In lieu of an abstract, here is a brief excerpt of the content:

Asian Theatre Journal 16.2 (1999) iii-v



Editor's Note

From the Editor

For this issue the editor's page is being turned over to ATJ's Japan area editor, Laurence Kominz, who offers a eulogy for one of the greatest Japanese theatre scholars of our age.

Gunji Masakatsu: A Drama Scholar Like No Other

On April 15, 1998, Japan lost its greatest theatre scholar and its last true theatrical Renaissance man when Gunji Masakatsu passed away at age eighty-four in his native Sapporo. He virtually created the modern field of kabuki and classical dance (buyö) studies, and his discovery of the roots of early kabuki in folk performance led to an important new era of interdisciplinary, cross-genre research in Japanese performance. He trained at Waseda University and worked there for almost his entire professional career. In 1954 his third book, Kabuki Yöshiki to Denshö (Kabuki Form and Transmission), won the Minister of Education Prize, and from 1954 until 1997 he published at the rate of almost one book per year--and many still stand as definitive works.

In addition to his prodigious scholarly output, Gunji was unique among his colleagues in his work as a playwright and director. No single person combined his expertise in kabuki history and the business of kabuki as it is performed today: when a director was needed for a revival of a long-unperformed play, it was Gunji who often received the summons. One of his best-known and most successful revivals was The Scarlet Princess of Edo (Sakura Hime Azuma Bunshö), which he directed in New York in 1985 and on many other occasions. He began writing for television, dance shows, and the theatre in the mid-1960s. Gunji's scholarly production and his activities as a kabuki director and leader of scholarly societies did not slow down after his retirement from Waseda University in 1984. In fact, he found time to devote to another great love: avant-garde drama. In the next fourteen years he wrote and directed six avant-garde plays--including Salome, an experimental fusion of the art of the kabuki onnagata, modern dance, and shingeki acting, which was presented in Tokyo and San Francisco. [End Page iii]

There was no scholar I enjoyed meeting more than Gunji-sensei. He always had a twinkle in his eye and a humorous, ironic, original take on kabuki and performance in general. He was a totally unique individual--different from any other Japanese scholar I had met. He almost always wore traditional Japanese clothes, for example. Rather than focus his career on a narrow field of inquiry, his expertise was wide ranging and he made exciting connections among seemingly disparate arts. He didn't just research performances, he created and performed them. In addition to his work as playwright and director he danced buyö. His career constituted a vindication of the sort of career I am trying to create for myself, albeit on a much more modest scale.

What to work on: According to the eulogy for Gunji Masakatsu, which of his books won the Minister of Education Prize in 1954? The data after this point comes from a separate source.

Material provided:
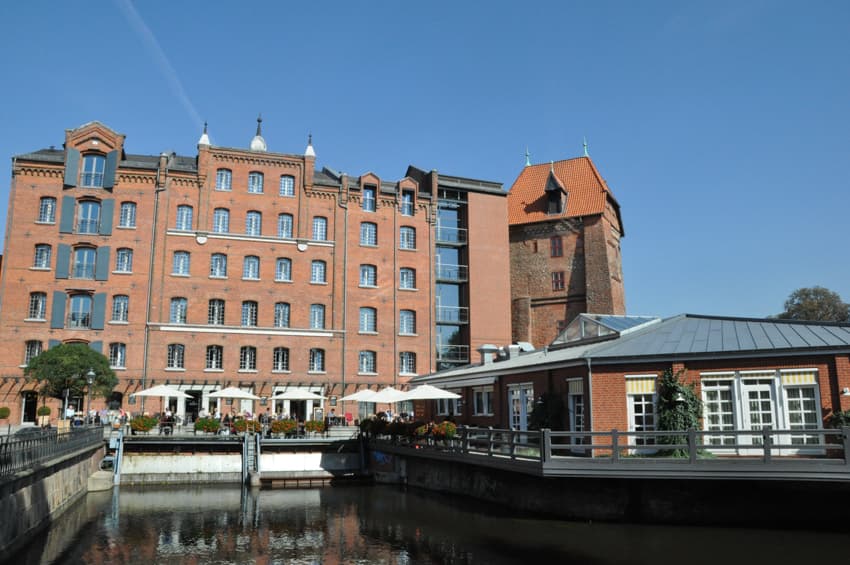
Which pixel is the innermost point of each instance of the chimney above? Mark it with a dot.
(487, 352)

Response to this task: His third book, Kabuki Yöshiki to Denshö (Kabuki Form and Transmission), won the prize.